In 2005, ASA submitted comments to and testified before the FDA opposing a Citizen Petition (Docket FDA-2005-P-0059) by the American College of Gastroenterology (ACG) asking that FDA remove the following language:
“For general anesthesia or monitored anesthesia care (MAC) sedation, DIPRIVAN Injectible Emulsion should be administered only by persons trained in the administration of general anesthesia and not involved in the conduct of the surgical/diagnostic procedure.”
In a letter dated August 11, 2010, and made available on August 16, FDA denied the ACG petition in its entirety.
FDA summarized its reasoning as follows (page 2): "After considering your [petitioners'] claims and the literature you provided for our review, we conclude that you have not shown that the warning is no longer warranted or appropriate. In fact, we conclude that the warning is warranted and appropriate in light of the significant risks associated with propofol, and we further conclude that the warning should help ensure that propofol is used safely. Accordingly, we will not seek to have the warning removed, reduced, or otherwise amended."
The letter also references ASA, saying that the warning is consistent with recommendations of ASA, among others (see p. 7, p. 11, footnote 20). FDA also dispatched ACG's cost contention, saying that added costs associated with having an anesthesiologist administer the drug was warranted in light of the risks.
Finally, FDA concluded that the warning did not unduly restrict the practice of gastroenterology, mentioning that hospitals typically set their own procedures, but that in any event the warning was "appropriate and warranted in light of the significant risks associated with propofol."

——————————

About this exercise
According to the text on the propofol warning petition, on what date was the FDA letter denying the ACG petition dated?

——————————

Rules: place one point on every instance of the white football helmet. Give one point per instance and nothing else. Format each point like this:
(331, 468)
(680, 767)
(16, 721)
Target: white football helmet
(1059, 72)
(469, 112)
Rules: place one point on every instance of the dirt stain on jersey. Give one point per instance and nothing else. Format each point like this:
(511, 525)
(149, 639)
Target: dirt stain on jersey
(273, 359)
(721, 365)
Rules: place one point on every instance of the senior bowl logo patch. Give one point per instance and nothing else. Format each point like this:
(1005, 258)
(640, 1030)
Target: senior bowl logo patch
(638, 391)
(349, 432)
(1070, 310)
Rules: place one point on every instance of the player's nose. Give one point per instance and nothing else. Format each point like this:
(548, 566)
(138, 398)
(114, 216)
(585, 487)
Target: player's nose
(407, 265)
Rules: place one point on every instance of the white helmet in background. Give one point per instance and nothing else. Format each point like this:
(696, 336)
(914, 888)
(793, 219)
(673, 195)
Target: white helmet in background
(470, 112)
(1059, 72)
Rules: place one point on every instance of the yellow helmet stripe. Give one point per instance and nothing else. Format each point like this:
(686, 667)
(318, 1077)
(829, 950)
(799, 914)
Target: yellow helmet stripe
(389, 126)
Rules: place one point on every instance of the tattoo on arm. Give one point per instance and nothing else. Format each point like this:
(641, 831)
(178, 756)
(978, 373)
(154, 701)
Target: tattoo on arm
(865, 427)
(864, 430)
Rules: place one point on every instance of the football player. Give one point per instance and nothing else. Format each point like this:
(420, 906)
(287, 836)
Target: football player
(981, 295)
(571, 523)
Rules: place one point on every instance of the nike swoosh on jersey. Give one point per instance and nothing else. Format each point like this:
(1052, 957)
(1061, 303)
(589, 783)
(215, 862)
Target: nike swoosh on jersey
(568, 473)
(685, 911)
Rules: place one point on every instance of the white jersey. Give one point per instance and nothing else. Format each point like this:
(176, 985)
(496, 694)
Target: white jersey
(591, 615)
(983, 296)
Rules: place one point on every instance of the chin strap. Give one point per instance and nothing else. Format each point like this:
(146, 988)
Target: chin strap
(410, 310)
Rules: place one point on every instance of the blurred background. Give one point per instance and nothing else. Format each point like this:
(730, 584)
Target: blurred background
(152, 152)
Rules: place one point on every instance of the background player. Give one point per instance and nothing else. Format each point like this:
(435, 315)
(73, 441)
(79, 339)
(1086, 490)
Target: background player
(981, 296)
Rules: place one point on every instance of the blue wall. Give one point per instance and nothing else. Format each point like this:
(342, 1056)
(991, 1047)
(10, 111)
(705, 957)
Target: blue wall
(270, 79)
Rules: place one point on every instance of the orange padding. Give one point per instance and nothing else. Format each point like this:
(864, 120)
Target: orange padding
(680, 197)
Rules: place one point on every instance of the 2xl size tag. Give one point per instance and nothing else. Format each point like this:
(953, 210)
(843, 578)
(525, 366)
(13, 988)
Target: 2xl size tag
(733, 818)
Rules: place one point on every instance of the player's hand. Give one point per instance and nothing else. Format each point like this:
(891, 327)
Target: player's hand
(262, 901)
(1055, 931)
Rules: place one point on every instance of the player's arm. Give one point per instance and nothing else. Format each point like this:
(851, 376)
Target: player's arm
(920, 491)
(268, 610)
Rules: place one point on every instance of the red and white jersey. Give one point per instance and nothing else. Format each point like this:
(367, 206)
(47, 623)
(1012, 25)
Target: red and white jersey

——————————

Task result
August 11, 2010